WORK ORDER:
Using the data that follows, give the number of lines in which the word "breast" occurs. Write only the number.

DATA FOR THIS EXERCISE:
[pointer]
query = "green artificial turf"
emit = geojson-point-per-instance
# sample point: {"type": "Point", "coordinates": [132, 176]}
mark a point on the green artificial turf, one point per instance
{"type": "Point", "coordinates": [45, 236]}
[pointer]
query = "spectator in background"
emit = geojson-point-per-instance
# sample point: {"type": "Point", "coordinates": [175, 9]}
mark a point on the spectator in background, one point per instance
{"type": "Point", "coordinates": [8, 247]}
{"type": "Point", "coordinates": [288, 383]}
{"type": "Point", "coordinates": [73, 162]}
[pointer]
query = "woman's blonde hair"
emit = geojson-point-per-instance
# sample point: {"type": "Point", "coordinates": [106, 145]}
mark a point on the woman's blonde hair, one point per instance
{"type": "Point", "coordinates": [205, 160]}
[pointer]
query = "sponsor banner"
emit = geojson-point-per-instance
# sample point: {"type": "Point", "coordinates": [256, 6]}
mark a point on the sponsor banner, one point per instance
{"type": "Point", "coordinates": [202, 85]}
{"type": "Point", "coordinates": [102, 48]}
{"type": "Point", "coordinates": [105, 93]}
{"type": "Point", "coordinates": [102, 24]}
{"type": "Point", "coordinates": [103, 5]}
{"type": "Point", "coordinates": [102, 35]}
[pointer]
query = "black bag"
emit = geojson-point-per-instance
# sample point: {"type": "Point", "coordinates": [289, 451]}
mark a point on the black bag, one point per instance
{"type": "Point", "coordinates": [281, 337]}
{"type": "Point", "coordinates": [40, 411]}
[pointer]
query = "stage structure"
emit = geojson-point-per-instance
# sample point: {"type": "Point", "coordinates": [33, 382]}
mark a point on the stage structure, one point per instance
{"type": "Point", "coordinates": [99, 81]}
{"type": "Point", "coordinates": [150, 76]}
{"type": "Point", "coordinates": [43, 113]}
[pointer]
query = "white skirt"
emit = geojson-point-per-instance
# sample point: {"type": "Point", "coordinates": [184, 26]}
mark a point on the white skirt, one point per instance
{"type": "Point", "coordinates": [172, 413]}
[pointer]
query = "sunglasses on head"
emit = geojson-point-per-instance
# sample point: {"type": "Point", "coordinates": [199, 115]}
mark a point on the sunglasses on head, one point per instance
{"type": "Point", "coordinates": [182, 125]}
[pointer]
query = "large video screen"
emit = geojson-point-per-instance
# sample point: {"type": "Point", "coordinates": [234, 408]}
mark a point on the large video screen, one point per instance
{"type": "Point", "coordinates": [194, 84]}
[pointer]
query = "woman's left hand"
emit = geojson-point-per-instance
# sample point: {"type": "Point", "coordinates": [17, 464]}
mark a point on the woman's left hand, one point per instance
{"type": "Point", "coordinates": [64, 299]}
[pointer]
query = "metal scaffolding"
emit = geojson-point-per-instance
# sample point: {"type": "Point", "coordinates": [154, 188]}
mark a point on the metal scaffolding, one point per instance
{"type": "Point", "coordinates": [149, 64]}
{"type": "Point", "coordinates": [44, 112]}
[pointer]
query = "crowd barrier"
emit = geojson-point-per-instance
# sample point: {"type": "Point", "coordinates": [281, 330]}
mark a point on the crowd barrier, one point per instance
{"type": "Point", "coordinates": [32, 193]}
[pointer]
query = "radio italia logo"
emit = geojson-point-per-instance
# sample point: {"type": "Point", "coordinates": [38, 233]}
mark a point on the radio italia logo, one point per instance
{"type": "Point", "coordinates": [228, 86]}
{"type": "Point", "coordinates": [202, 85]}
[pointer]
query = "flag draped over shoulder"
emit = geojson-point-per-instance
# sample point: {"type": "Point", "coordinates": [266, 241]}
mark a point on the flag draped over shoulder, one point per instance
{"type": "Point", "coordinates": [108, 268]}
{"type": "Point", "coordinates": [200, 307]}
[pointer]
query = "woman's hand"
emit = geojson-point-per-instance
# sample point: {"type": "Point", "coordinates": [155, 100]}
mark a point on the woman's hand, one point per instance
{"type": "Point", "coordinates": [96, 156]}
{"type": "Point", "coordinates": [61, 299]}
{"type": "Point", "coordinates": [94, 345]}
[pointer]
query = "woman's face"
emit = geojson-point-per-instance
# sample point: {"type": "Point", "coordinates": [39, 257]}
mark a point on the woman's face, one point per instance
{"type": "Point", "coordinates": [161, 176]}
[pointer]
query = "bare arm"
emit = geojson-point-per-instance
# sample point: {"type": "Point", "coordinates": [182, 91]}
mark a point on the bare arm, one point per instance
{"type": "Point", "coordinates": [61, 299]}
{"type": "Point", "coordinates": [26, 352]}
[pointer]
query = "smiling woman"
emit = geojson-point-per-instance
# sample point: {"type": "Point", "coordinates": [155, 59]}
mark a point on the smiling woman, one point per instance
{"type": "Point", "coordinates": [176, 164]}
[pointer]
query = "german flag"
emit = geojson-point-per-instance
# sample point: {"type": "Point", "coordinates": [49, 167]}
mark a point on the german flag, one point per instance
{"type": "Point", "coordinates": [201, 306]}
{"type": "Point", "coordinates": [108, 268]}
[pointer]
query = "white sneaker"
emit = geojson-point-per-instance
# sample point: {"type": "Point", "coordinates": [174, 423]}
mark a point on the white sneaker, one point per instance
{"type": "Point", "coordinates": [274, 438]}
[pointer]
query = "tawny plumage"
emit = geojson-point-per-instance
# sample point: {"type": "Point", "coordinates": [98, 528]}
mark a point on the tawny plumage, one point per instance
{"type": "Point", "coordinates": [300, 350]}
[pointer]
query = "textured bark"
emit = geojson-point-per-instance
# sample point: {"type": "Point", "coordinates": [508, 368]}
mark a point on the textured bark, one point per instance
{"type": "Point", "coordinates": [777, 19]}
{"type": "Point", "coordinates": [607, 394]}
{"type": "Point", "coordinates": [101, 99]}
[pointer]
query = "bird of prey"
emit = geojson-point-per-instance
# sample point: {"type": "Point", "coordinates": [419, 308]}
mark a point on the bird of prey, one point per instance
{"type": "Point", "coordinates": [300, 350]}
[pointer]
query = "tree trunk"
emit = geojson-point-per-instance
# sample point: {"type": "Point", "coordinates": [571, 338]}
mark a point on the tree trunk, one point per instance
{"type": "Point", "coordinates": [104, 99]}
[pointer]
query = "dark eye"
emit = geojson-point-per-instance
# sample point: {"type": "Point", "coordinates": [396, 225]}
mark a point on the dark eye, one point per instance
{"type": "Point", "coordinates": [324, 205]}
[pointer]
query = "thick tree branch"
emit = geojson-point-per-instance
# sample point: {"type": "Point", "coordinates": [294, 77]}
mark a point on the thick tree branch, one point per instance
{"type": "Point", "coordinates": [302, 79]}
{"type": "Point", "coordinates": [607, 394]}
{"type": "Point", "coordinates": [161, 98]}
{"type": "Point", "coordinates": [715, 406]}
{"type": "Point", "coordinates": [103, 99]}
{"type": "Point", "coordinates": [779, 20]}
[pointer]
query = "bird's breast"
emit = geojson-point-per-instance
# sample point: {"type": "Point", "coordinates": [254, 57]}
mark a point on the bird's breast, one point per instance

WRITTEN REPLY:
2